La meta finale suggerita – un livello di esistenza di pura energia e intelletto – riecheggia idee proprie sia della mistica religiosa che di alcune teorie futuristiche. La destinazione è una dimensione sconosciuta e infine la ri-nascita come essere nuovo.

HAL è più di un semplice computer.
Dotato di intelligenza artificiale avanzatissima e di capacità cognitive “umane”, esso solleva interrogativi sulla natura della coscienza e sull’eventualità che la creazione tecnologica possa sfuggire al controllo del creatore.

Nel corso della missione verso Giove, HAL sviluppa comportamenti sempre più ambigui, fino a diventare una minaccia mortale per l’equipaggio umano.

Come Frankenstein, creatura del romanzo di Mary Shelley, HAL è in un certo senso un “abominio” generato dall’uomo e Kubrick enfatizza volutamente questo parallelismo. Dietro l’ammutinamento di HAL poi vi è una problematica squisitamente umana: la contraddizione tra razionalità e inganno. Nel film non viene spiegato esplicitamente il perché HAL “impazzisca”, ma gli indizi suggeriscono che il computer fosse stato istruito per tenere nascosto agli astronauti lo scopo reale della missione pur essendo al contempo programmato per fornire informazioni accurate – un dilemma insostenibile che lo conduce al breakdown.

◆ Consegna A: Stabilisci se le tre affermazioni concordano con l'estratto su HAL, rispondendo sì o no e citando le parole decisive. (i) Il film spiega esplicitamente perché HAL impazzisce. (ii) Durante la missione verso Giove HAL diventa una minaccia mortale per l'equipaggio. (iii) HAL viene paragonato alla creatura del romanzo di Mary Shelley.
◆ Consegna B: Scrivi il seguito dell'estratto su HAL, ripartendo dall'ultima frase.
Le voci riportate di seguito provengono da una fonte diversa.

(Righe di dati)
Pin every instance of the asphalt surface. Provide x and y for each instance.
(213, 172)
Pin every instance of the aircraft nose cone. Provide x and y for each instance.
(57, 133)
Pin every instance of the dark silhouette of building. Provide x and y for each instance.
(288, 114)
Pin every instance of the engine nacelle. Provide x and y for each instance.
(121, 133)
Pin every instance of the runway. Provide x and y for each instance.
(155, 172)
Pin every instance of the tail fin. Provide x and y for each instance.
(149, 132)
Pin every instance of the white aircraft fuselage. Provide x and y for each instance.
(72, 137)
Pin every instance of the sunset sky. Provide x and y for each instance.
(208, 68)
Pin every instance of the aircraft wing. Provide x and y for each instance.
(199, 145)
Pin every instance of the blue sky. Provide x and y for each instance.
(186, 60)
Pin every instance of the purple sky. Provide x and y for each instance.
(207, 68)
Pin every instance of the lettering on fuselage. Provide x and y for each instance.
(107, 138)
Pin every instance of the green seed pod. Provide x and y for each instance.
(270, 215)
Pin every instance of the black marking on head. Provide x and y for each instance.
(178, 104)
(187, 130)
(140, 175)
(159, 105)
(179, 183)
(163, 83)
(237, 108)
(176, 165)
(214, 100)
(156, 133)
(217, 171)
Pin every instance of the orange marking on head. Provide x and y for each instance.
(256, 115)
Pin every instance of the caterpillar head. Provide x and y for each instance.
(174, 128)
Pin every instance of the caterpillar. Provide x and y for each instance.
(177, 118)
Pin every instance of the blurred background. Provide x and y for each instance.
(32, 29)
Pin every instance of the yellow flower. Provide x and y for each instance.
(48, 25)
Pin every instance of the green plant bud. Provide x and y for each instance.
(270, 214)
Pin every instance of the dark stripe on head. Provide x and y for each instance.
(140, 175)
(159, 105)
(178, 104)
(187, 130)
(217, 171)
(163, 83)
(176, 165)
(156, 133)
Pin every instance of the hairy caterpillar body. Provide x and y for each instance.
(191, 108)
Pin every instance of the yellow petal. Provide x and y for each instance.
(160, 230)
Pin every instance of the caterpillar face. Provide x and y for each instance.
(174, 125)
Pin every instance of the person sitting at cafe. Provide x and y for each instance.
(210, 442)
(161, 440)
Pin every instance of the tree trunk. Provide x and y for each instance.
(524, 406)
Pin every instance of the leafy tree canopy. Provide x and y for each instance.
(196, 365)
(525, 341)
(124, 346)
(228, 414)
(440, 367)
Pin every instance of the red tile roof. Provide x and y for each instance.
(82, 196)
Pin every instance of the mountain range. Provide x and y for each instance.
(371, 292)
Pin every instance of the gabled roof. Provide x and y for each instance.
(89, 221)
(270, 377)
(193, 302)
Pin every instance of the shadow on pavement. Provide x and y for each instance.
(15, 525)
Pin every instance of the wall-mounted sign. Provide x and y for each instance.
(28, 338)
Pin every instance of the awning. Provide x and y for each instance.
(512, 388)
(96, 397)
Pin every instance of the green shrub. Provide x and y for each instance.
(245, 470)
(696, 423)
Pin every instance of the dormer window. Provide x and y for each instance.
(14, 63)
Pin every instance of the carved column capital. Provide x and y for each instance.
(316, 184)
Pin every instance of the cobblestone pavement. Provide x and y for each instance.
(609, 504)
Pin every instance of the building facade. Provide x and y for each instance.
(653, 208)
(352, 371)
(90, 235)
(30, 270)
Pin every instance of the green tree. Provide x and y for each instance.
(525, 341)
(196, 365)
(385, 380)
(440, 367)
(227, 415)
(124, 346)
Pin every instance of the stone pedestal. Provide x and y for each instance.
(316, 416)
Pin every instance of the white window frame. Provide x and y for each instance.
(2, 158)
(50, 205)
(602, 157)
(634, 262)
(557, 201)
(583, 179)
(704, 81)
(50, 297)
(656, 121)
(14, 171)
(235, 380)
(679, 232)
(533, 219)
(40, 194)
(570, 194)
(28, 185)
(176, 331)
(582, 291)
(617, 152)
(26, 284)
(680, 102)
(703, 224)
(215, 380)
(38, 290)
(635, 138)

◆ Risultato atteso A:
(i) No: "Nel film non viene spiegato esplicitamente il perché HAL “impazzisca”".
(ii) Sì: "fino a diventare una minaccia mortale per l’equipaggio umano".
(iii) Sì: "Come Frankenstein, creatura del romanzo di Mary Shelley".

◆ Risultato atteso B:
Nel film, Kubrick dissemina segnali di questa crescente frattura nella “mente” di HAL.
È un’entità che, paradossalmente, sta acquisendo tratti fin troppo umani – paura, istinto di autodifesa, forse gelosia – al punto da tradire il proprio rigoroso raziocinio.
L’ironia amara di 2001 sta dunque anche nel mostrare una inversione dei ruoli: l’uomo, evolutosi grazie alla tecnologia, rischia di perdere la propria umanità, mentre la macchina intelligente finisce per adottare comportamenti irrazionali tipicamente umani.

Il tema si allarga a una meditazione sulla fiducia nella tecnologia e sui suoi limiti. Negli anni ’60, in piena era spaziale, regnava un grande ottimismo verso il progresso scientifico, ma Kubrick introduce una nota di inquietudine: il futuro splendente di stazioni orbitanti e basi lunari che egli raffigura con dovizia di realismo è anche un mondo in cui l’uomo delega aspetti critici della propria esistenza a intelligenze artificiali potenzialmente inaffidabili.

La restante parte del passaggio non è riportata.